(Pointing records)
------------------------------

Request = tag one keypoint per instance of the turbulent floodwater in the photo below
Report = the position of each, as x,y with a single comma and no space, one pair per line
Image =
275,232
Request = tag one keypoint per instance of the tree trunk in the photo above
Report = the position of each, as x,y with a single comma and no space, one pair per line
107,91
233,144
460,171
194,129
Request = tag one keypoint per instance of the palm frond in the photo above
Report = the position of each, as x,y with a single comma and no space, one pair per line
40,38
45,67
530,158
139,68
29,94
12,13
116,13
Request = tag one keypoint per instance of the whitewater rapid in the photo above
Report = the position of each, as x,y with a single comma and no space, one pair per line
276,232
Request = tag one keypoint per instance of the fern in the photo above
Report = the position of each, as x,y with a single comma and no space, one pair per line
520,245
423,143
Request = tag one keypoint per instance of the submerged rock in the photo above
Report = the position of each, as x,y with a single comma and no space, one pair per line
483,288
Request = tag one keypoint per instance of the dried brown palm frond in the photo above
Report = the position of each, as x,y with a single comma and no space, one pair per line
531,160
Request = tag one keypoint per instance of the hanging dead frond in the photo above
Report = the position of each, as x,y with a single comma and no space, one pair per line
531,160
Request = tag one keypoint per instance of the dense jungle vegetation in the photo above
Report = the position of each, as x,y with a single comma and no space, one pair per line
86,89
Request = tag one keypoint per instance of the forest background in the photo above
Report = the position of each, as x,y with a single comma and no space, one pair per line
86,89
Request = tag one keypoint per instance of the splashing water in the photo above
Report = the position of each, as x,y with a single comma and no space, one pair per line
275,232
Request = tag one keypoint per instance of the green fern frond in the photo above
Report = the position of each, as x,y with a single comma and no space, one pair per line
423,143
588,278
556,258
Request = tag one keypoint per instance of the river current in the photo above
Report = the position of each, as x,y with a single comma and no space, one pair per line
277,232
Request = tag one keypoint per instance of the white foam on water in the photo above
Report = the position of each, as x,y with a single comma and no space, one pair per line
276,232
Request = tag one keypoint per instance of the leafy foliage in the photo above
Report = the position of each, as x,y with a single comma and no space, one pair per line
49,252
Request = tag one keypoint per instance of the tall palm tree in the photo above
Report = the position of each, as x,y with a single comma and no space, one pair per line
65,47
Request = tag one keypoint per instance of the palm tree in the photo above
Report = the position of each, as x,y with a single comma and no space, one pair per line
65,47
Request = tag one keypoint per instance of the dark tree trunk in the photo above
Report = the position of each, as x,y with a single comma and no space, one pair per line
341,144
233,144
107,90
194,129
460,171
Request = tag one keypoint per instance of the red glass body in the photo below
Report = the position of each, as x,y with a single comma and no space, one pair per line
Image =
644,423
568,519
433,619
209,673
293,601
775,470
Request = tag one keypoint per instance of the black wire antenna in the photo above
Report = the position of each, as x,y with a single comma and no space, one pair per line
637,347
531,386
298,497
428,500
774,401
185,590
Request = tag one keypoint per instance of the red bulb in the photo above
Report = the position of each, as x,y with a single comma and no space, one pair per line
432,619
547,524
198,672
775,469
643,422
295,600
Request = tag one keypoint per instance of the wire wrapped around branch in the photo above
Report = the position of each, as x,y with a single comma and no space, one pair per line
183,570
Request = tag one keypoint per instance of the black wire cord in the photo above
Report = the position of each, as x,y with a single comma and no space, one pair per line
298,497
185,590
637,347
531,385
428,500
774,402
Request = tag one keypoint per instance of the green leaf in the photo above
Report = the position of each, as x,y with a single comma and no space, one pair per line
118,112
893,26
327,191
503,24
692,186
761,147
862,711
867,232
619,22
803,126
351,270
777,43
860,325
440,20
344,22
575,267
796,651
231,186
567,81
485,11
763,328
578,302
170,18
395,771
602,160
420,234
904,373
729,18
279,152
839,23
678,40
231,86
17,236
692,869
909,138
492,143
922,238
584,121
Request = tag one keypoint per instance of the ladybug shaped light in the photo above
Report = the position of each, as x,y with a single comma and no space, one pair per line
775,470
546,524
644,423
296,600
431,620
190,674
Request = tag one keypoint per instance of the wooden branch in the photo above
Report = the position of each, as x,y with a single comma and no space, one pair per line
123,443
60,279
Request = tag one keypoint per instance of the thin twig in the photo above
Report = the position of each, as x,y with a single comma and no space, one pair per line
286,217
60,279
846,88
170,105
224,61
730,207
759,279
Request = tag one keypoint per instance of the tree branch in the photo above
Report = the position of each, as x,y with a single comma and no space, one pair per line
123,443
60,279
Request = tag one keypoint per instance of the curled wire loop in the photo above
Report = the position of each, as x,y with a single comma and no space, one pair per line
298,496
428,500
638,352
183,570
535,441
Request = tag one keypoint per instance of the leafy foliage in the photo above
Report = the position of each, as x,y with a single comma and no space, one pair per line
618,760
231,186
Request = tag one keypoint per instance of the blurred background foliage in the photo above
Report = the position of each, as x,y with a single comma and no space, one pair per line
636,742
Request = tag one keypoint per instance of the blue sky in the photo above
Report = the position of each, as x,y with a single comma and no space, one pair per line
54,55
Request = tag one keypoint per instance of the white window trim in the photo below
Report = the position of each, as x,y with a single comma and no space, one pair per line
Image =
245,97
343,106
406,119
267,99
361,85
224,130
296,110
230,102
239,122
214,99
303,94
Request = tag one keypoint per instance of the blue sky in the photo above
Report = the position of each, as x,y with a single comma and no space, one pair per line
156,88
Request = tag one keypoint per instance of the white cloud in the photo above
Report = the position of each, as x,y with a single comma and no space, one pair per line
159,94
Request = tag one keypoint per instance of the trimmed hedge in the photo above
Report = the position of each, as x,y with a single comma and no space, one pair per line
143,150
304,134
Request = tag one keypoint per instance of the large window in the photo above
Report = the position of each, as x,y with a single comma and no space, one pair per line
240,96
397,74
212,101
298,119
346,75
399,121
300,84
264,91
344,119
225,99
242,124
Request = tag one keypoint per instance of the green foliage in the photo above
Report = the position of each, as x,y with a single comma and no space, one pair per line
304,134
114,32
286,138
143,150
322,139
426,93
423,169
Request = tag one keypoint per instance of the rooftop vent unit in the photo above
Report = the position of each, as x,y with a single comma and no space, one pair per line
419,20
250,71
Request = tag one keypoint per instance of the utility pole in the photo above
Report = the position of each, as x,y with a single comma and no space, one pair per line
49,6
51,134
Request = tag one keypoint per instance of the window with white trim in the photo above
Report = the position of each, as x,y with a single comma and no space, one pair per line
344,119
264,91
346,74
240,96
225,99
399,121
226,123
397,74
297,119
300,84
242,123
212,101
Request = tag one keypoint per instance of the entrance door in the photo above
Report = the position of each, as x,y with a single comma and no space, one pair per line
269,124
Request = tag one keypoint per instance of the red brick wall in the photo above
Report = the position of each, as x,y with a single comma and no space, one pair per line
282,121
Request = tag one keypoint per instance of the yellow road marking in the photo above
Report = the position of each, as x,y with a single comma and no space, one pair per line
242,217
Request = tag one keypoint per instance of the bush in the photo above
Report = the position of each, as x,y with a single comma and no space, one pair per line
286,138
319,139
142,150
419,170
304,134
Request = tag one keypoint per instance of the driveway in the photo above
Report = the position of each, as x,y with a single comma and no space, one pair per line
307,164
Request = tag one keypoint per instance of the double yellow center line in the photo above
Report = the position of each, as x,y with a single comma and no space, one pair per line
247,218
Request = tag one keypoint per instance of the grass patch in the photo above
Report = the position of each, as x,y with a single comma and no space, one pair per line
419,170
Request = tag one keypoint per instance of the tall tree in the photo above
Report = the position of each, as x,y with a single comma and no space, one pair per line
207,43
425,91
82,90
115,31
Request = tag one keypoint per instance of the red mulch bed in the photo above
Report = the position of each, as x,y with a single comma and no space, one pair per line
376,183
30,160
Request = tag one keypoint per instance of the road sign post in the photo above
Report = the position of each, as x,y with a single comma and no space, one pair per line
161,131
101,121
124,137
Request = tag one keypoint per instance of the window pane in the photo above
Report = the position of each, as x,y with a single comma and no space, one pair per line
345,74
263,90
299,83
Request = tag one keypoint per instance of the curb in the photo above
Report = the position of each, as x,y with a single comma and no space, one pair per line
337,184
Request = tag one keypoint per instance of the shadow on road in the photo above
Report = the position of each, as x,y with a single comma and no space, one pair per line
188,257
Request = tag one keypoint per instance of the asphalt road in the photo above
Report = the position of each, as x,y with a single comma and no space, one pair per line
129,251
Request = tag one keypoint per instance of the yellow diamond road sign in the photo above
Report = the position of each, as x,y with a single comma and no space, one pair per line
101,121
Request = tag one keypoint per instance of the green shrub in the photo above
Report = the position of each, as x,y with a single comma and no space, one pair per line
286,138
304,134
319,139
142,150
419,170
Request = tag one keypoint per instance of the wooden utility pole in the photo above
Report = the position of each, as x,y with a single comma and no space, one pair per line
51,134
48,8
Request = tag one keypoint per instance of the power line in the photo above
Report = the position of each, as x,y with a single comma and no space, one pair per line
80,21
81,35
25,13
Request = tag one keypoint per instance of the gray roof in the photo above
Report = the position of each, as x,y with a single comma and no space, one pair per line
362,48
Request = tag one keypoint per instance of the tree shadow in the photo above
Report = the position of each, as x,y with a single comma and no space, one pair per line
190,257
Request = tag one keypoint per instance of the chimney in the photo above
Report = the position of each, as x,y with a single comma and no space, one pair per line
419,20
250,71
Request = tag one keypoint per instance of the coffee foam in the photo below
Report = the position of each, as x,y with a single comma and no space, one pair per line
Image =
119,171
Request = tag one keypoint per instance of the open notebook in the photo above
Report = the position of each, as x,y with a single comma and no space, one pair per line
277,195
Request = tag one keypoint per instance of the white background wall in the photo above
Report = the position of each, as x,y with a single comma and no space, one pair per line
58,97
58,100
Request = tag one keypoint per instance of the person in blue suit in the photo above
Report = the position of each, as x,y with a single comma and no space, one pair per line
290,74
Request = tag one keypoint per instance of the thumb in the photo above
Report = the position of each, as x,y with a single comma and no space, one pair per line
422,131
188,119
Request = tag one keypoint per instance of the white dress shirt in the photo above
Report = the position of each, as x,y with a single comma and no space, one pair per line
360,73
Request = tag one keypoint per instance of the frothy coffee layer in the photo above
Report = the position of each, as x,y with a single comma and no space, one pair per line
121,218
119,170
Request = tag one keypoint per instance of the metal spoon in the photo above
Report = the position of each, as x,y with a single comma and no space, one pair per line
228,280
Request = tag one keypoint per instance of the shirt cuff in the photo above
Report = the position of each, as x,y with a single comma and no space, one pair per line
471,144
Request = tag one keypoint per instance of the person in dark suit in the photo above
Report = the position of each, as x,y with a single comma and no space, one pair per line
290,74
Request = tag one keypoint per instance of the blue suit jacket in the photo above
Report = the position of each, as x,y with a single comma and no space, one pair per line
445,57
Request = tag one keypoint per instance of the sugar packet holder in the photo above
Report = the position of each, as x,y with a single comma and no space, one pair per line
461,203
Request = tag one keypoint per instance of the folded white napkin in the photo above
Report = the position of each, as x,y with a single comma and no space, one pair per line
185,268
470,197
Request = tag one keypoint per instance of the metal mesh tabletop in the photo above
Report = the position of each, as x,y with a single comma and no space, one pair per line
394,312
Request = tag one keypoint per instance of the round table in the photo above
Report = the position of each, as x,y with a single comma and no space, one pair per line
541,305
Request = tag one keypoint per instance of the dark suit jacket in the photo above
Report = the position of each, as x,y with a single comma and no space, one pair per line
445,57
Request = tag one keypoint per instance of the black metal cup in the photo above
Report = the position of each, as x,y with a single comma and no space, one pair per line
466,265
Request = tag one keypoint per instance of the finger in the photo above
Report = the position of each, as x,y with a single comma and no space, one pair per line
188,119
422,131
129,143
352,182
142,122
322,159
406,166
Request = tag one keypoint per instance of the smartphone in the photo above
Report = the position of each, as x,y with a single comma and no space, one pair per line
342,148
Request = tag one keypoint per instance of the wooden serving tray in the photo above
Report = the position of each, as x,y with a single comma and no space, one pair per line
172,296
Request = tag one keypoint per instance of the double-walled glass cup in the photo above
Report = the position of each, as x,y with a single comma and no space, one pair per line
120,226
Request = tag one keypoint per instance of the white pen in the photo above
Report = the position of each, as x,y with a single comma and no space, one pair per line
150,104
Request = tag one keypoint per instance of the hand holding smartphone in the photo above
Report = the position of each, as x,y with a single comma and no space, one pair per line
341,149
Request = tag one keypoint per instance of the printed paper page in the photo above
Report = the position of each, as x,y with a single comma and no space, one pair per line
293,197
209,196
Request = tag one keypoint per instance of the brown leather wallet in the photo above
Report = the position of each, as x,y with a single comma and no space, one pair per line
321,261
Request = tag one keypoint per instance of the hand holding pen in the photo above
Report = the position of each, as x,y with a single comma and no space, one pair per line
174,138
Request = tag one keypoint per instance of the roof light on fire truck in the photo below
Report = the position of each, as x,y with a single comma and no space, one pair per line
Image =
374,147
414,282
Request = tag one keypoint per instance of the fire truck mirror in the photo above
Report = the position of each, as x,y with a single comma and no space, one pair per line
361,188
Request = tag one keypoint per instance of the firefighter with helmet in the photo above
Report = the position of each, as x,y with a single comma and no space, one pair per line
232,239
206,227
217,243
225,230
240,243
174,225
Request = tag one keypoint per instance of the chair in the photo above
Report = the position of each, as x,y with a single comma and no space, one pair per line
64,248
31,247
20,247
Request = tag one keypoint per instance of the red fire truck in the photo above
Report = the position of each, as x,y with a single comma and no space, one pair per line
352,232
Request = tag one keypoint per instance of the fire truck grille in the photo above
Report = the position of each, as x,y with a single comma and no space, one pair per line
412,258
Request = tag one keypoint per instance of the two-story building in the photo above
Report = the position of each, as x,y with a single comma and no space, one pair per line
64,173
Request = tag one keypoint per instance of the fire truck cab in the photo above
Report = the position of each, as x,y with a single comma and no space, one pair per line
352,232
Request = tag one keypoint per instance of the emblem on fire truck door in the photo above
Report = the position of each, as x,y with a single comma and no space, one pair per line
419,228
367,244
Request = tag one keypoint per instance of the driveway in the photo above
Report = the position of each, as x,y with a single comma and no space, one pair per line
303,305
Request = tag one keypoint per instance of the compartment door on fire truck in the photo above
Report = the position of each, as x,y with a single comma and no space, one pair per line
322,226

------------------------------

#### TASK OBJECTIVE:
Quote verbatim the line containing "grille in the photo above" and every line after it through the end of the records above.

#### TASK OUTPUT:
Request = tag one keypoint per instance of the fire truck grille in the photo above
Report = the position of each, as x,y with a single comma and no space, one pair per line
412,258
Request = tag one keypoint per instance of the two-story building in the photo above
Report = the position of each, as x,y with a single comma and no space, one pair per line
64,173
Request = tag one keypoint per instance of the fire truck cab in the photo above
Report = the position of each, as x,y with a single comma and no space, one pair per line
352,232
Request = tag one keypoint per instance of the emblem on fire truck door in the photo above
Report = the position of each, as x,y with a single comma and no space, one pair per line
419,228
367,244
Request = tag one keypoint per instance of the driveway in the photo above
Report = the position of each, as x,y with a single comma and no space, one pair per line
303,305
Request = tag one keypoint per instance of the compartment door on fire truck in the photo above
Report = the position of each, as x,y with a single comma and no space, one pair per line
322,226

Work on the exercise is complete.